Document segment:
Quadrilateral space syndrome
Focal compressive neuropathy of the axillary nerve (± posterior circumflex humeral artery) within the quadrilateral space, classically in overhead/throwing athletes, causing posterior shoulder pain and teres minor-predominant denervation.
Key anatomy
Quadrilateral space boundaries
- Superior: teres minor
- Inferior: teres major
- Medial: long head of triceps
- Lateral: surgical neck of humerus
Contents
- Axillary nerve
- Posterior circumflex humeral artery (PCHA)
Pathogenesis
-
Chronic compression/entrapment of axillary nerve (± PCHA) at quadrilateral space, due to:
- Overhead/throwing sports (repetitive abduction + external rotation)
- Fibrous bands / scarring
- Paralabral cysts from posterosuperior labral tears
- Callus, exostosis, space-occupying lesion
-
Neurogenic ± vascular component (PCHA compression → positional ischaemia/aneurysm).
Clinical features
Demographic
- Young or middle-aged overhead athletes (throwers, swimmers, volleyball, weightlifters)
Symptoms
- Dull, aching posterior shoulder pain
- Worse with abduction + external rotation
- Often exercise-induced; may describe loss of throwing power/endurance
Signs
- Weakness of shoulder abduction/external rotation (often subtle)
- Atrophy of teres minor (± deltoid)
- Sensory change over “regimental badge” area (axillary nerve territory) – variable
- ± Vascular findings if PCHA involved:
- Positional loss of radial pulse
- Arm fatigue, coolness, rarely distal emboli
Imaging
Radiograph
- Often normal
- Look for:
- Post-traumatic deformity, exostosis
- Degenerative change, enthesophytes, prior surgery
MRI
- Core finding
- Isolated or dominant teres minor denervation:
- Acute/subacute: T2/STIR hyperintense, swollen teres minor
- Chronic: T1 hyperintense fatty replacement ± volume loss
- Isolated or dominant teres minor denervation:
- Possible additional findings
- Deltoid involvement if more proximal axillary nerve involvement
- Underlying cause:
- Paralabral cyst in posterosuperior quadrant
- Scar tissue / mass along quadrilateral space
- Must exclude other causes of teres minor atrophy:
- Prior surgery, trauma
- Massive rotator cuff tear (posterior cuff dysfunction)

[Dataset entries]
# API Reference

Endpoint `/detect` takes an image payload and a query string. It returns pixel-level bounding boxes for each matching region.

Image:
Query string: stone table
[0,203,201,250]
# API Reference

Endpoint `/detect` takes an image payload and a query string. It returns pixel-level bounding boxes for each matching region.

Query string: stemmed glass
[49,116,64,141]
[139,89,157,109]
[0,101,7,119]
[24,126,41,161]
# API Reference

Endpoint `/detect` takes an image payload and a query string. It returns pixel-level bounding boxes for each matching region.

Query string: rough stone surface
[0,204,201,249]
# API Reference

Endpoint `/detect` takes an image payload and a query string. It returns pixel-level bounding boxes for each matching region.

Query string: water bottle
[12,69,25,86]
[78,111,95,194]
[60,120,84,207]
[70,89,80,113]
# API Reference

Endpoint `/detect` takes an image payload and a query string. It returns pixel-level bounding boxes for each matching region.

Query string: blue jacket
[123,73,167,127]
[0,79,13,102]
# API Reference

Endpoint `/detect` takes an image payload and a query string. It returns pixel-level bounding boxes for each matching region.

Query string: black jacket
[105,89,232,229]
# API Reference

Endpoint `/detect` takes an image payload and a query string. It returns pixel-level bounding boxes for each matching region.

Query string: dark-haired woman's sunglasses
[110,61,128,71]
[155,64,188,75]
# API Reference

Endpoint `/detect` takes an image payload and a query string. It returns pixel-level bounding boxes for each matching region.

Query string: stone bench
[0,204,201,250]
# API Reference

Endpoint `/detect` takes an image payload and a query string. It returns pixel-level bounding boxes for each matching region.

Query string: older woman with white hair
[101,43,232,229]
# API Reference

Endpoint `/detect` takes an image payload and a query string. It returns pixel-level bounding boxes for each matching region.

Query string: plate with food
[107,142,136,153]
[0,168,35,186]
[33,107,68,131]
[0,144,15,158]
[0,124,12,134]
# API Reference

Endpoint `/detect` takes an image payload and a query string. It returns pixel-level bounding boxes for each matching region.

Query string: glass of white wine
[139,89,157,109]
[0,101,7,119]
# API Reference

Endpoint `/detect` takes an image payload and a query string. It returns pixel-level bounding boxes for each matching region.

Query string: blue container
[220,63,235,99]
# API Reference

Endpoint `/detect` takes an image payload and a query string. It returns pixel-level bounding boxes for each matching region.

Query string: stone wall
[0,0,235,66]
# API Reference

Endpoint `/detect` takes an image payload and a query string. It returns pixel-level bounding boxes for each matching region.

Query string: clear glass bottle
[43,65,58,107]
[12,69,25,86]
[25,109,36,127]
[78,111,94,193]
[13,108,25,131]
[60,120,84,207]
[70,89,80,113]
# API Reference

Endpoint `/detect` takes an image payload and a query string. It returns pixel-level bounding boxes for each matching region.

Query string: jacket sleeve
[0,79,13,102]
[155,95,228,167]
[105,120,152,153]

Work to complete:
a: Revise the quadrilateral space syndrome text from "Pathogenesis" to "abduction + external rotation)", putting "impingement" in place of "entrapment".
b: Answer these from the quadrilateral space syndrome text:
(i) Which muscle forms the inferior boundary of the quadrilateral space?
(ii) On MRI, how does chronic teres minor denervation appear?
(iii) Which pulse may be lost positionally when the PCHA is involved?

Answers by task:
a:
Pathogenesis
-
Chronic compression/impingement of axillary nerve (± PCHA) at quadrilateral space, due to:
- Overhead/throwing sports (repetitive abduction + external rotation)

b:
(i) Teres major
(ii) T1 hyperintense fatty replacement ± volume loss
(iii) The radial pulse